Which lines in the records below contain the string "wall"? Find every one, treating uppercase and lowercase as different, and copy each full line.

(Records from a data source)
-- start --
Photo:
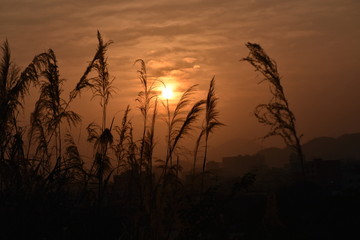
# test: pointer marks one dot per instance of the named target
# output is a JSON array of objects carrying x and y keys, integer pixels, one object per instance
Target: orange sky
[{"x": 315, "y": 43}]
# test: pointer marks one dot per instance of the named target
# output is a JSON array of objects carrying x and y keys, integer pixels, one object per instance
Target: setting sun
[{"x": 167, "y": 93}]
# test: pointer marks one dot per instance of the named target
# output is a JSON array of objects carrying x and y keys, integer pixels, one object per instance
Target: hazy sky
[{"x": 315, "y": 43}]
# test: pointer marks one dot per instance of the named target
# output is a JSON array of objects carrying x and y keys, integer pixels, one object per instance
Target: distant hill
[{"x": 345, "y": 147}]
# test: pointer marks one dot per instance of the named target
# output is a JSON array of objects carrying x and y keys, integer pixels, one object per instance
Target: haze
[{"x": 315, "y": 43}]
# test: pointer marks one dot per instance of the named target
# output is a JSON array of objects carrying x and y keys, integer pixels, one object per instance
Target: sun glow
[{"x": 167, "y": 93}]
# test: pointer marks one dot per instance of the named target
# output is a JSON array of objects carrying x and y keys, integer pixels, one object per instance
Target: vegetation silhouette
[{"x": 276, "y": 113}]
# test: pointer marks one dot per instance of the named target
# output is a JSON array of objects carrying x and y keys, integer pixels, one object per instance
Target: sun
[{"x": 167, "y": 93}]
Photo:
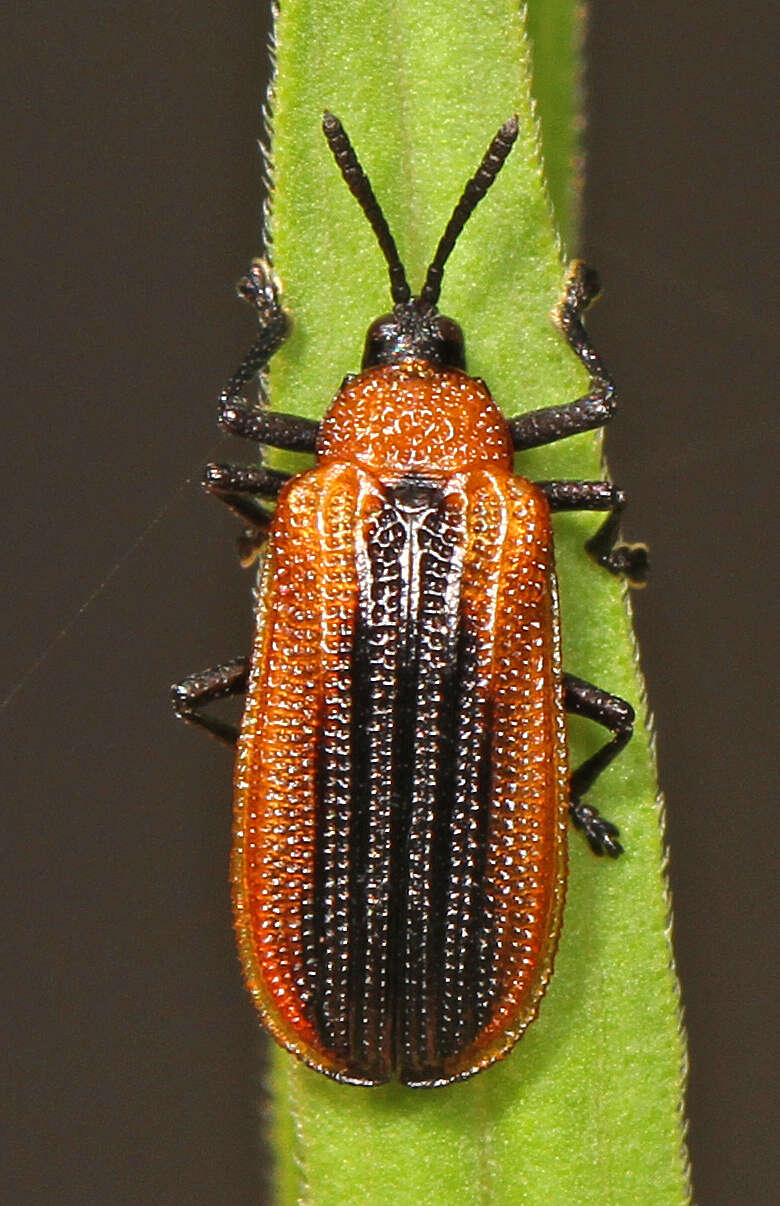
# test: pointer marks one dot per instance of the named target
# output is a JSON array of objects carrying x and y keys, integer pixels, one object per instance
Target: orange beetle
[{"x": 402, "y": 788}]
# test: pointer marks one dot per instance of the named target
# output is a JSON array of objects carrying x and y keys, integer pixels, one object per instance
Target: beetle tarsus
[
  {"x": 628, "y": 560},
  {"x": 217, "y": 683},
  {"x": 585, "y": 700},
  {"x": 602, "y": 835}
]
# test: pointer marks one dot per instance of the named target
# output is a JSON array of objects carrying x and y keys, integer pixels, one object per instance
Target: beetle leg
[
  {"x": 247, "y": 419},
  {"x": 261, "y": 288},
  {"x": 585, "y": 700},
  {"x": 594, "y": 408},
  {"x": 600, "y": 496},
  {"x": 217, "y": 683},
  {"x": 239, "y": 486},
  {"x": 291, "y": 432}
]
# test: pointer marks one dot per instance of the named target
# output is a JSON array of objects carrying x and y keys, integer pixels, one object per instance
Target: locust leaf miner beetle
[{"x": 402, "y": 786}]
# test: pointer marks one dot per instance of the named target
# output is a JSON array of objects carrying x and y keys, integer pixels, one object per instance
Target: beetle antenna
[
  {"x": 471, "y": 195},
  {"x": 361, "y": 188}
]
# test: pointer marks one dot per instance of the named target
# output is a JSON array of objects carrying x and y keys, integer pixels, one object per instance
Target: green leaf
[{"x": 587, "y": 1108}]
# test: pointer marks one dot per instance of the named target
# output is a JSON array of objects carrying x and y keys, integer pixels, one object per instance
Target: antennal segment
[
  {"x": 361, "y": 188},
  {"x": 473, "y": 194}
]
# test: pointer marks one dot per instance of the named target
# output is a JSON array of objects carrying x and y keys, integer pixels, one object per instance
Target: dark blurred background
[{"x": 132, "y": 204}]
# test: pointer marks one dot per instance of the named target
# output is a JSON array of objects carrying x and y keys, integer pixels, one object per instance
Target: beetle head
[{"x": 415, "y": 332}]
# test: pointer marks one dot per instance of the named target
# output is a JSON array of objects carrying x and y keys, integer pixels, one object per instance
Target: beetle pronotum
[{"x": 402, "y": 788}]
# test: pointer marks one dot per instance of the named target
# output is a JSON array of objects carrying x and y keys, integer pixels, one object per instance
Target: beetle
[{"x": 402, "y": 786}]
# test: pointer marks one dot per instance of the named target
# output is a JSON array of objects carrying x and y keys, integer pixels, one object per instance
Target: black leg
[
  {"x": 242, "y": 417},
  {"x": 239, "y": 486},
  {"x": 585, "y": 700},
  {"x": 599, "y": 496},
  {"x": 217, "y": 683},
  {"x": 597, "y": 407}
]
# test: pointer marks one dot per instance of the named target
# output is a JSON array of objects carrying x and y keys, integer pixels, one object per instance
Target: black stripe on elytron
[
  {"x": 468, "y": 925},
  {"x": 375, "y": 665},
  {"x": 327, "y": 960},
  {"x": 430, "y": 707}
]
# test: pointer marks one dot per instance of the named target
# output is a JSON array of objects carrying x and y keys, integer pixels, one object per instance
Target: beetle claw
[{"x": 602, "y": 835}]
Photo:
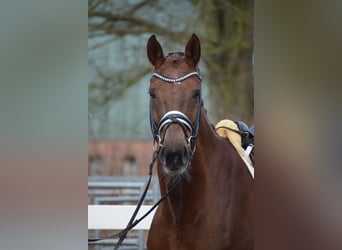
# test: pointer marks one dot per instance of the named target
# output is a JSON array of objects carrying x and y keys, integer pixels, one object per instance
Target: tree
[{"x": 224, "y": 27}]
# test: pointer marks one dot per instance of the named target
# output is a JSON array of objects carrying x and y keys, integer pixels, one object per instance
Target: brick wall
[{"x": 122, "y": 157}]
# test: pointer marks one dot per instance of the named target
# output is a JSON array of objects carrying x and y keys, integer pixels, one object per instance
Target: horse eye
[
  {"x": 152, "y": 93},
  {"x": 197, "y": 93}
]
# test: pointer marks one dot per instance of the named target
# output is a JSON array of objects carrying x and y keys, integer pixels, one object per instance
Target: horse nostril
[{"x": 175, "y": 158}]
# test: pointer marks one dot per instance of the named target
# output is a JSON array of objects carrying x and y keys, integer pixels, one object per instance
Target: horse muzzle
[{"x": 175, "y": 160}]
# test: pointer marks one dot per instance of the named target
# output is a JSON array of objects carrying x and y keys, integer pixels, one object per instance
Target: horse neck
[{"x": 188, "y": 194}]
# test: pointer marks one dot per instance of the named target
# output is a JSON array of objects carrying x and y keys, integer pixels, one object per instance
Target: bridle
[
  {"x": 171, "y": 117},
  {"x": 176, "y": 117}
]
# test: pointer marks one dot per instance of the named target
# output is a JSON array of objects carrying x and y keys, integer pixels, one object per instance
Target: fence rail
[{"x": 111, "y": 203}]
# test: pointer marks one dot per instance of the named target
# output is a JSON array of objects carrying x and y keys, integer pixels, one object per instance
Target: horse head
[{"x": 175, "y": 103}]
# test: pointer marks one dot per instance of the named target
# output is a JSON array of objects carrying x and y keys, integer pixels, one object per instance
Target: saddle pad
[{"x": 232, "y": 136}]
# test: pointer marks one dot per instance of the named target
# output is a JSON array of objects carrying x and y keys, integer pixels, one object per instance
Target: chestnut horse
[{"x": 211, "y": 205}]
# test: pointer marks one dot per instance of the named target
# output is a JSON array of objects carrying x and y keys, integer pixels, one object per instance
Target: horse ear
[
  {"x": 154, "y": 51},
  {"x": 193, "y": 49}
]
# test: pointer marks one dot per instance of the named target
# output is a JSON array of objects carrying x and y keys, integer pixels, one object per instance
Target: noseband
[{"x": 177, "y": 117}]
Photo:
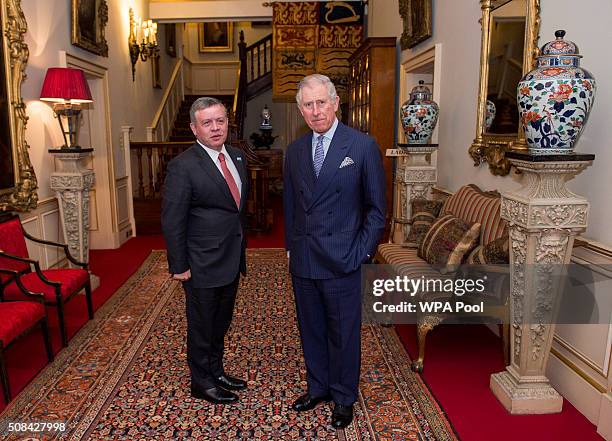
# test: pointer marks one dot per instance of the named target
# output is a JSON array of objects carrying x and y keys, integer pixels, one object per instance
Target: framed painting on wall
[
  {"x": 18, "y": 182},
  {"x": 89, "y": 18},
  {"x": 416, "y": 16},
  {"x": 215, "y": 36}
]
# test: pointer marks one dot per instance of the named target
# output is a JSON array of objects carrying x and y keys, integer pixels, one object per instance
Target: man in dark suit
[
  {"x": 334, "y": 201},
  {"x": 202, "y": 219}
]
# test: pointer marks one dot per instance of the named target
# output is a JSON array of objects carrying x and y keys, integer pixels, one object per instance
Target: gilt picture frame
[
  {"x": 89, "y": 18},
  {"x": 417, "y": 22},
  {"x": 18, "y": 182},
  {"x": 216, "y": 36}
]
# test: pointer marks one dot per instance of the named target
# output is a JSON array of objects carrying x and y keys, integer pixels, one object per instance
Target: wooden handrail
[{"x": 162, "y": 105}]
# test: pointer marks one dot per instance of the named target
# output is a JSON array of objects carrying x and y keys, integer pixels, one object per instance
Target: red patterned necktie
[{"x": 231, "y": 183}]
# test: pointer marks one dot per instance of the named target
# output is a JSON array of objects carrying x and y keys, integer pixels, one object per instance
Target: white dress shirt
[{"x": 214, "y": 155}]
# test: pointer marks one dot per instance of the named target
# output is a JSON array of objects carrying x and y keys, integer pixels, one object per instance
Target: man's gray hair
[
  {"x": 312, "y": 80},
  {"x": 204, "y": 103}
]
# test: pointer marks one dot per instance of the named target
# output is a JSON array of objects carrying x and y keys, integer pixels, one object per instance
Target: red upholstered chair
[
  {"x": 17, "y": 319},
  {"x": 57, "y": 285}
]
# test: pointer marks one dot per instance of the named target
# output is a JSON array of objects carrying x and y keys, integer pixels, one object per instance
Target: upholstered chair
[
  {"x": 57, "y": 285},
  {"x": 17, "y": 319}
]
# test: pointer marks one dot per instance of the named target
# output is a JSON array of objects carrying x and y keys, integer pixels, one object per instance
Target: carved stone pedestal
[
  {"x": 72, "y": 182},
  {"x": 415, "y": 176},
  {"x": 544, "y": 217}
]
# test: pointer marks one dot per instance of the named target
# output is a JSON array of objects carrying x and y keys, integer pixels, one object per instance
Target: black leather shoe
[
  {"x": 214, "y": 395},
  {"x": 230, "y": 383},
  {"x": 308, "y": 402},
  {"x": 342, "y": 416}
]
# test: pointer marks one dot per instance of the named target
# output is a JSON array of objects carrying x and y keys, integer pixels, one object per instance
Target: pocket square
[{"x": 346, "y": 162}]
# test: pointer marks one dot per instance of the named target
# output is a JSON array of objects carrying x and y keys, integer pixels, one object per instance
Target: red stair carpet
[{"x": 458, "y": 363}]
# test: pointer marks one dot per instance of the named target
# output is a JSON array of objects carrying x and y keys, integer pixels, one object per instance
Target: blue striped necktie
[{"x": 319, "y": 155}]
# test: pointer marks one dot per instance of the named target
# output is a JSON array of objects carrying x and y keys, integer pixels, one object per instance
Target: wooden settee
[{"x": 471, "y": 204}]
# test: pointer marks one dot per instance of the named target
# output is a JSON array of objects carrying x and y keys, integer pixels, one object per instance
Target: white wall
[
  {"x": 132, "y": 103},
  {"x": 125, "y": 102},
  {"x": 251, "y": 35}
]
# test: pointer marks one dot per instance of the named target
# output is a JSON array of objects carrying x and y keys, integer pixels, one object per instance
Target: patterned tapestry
[{"x": 314, "y": 37}]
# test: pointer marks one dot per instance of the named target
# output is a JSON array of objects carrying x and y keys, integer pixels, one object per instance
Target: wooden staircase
[{"x": 255, "y": 77}]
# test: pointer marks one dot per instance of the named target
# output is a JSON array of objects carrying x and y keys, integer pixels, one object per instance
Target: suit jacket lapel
[
  {"x": 213, "y": 172},
  {"x": 335, "y": 154},
  {"x": 237, "y": 159},
  {"x": 307, "y": 170}
]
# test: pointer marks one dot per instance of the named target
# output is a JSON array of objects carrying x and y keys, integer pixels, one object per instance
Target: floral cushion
[
  {"x": 424, "y": 213},
  {"x": 448, "y": 241},
  {"x": 496, "y": 252}
]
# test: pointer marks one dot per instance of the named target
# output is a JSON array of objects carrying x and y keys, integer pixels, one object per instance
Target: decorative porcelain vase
[
  {"x": 555, "y": 99},
  {"x": 419, "y": 115},
  {"x": 490, "y": 114}
]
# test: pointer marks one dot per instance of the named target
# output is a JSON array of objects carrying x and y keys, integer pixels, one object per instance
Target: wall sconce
[
  {"x": 148, "y": 47},
  {"x": 67, "y": 89}
]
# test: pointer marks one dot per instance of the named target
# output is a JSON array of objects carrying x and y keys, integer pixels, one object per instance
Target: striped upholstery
[
  {"x": 406, "y": 262},
  {"x": 471, "y": 204},
  {"x": 468, "y": 203}
]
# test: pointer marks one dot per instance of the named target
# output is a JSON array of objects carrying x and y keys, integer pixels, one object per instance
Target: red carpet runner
[{"x": 124, "y": 375}]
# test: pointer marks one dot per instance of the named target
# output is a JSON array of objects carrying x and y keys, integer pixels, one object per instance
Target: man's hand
[{"x": 183, "y": 277}]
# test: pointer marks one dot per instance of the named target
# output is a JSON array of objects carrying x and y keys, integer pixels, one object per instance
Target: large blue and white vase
[
  {"x": 555, "y": 99},
  {"x": 419, "y": 115}
]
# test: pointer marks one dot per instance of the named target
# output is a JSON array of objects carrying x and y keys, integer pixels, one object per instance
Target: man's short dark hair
[{"x": 204, "y": 103}]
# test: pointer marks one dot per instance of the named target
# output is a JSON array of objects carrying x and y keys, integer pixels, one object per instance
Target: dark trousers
[
  {"x": 209, "y": 315},
  {"x": 329, "y": 318}
]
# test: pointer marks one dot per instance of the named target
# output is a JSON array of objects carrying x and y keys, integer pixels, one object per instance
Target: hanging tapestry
[{"x": 314, "y": 37}]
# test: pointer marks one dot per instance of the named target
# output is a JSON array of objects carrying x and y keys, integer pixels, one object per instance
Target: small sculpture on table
[{"x": 265, "y": 139}]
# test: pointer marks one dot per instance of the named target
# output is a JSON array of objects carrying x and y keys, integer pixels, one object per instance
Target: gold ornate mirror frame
[
  {"x": 487, "y": 147},
  {"x": 20, "y": 193}
]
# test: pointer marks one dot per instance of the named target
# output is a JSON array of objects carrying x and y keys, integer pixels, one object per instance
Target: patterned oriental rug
[{"x": 125, "y": 376}]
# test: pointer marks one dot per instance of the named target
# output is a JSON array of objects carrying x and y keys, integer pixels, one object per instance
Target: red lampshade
[{"x": 65, "y": 84}]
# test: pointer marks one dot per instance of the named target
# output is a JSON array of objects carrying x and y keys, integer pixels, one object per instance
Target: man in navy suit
[
  {"x": 203, "y": 224},
  {"x": 334, "y": 202}
]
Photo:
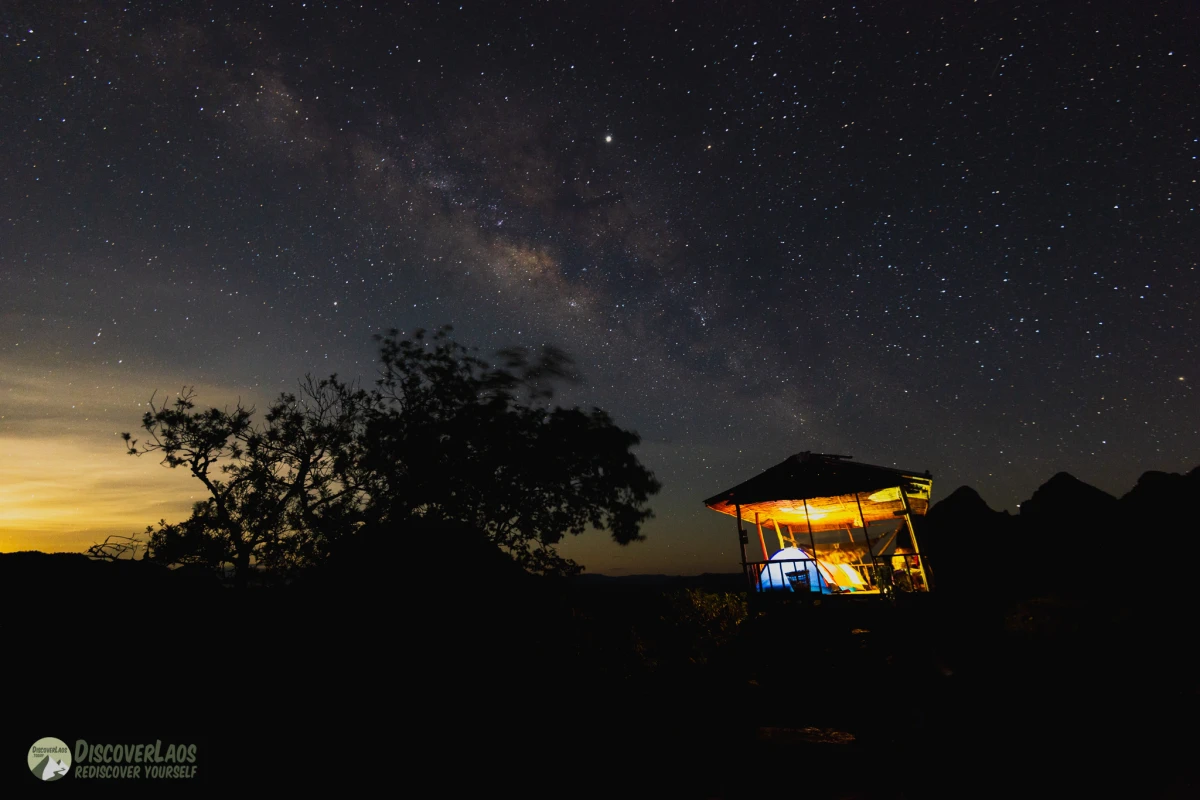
-- end --
- **Final result**
Target: brick wall
Target: framed painting on wall
Target: white wall
Target: wall sconce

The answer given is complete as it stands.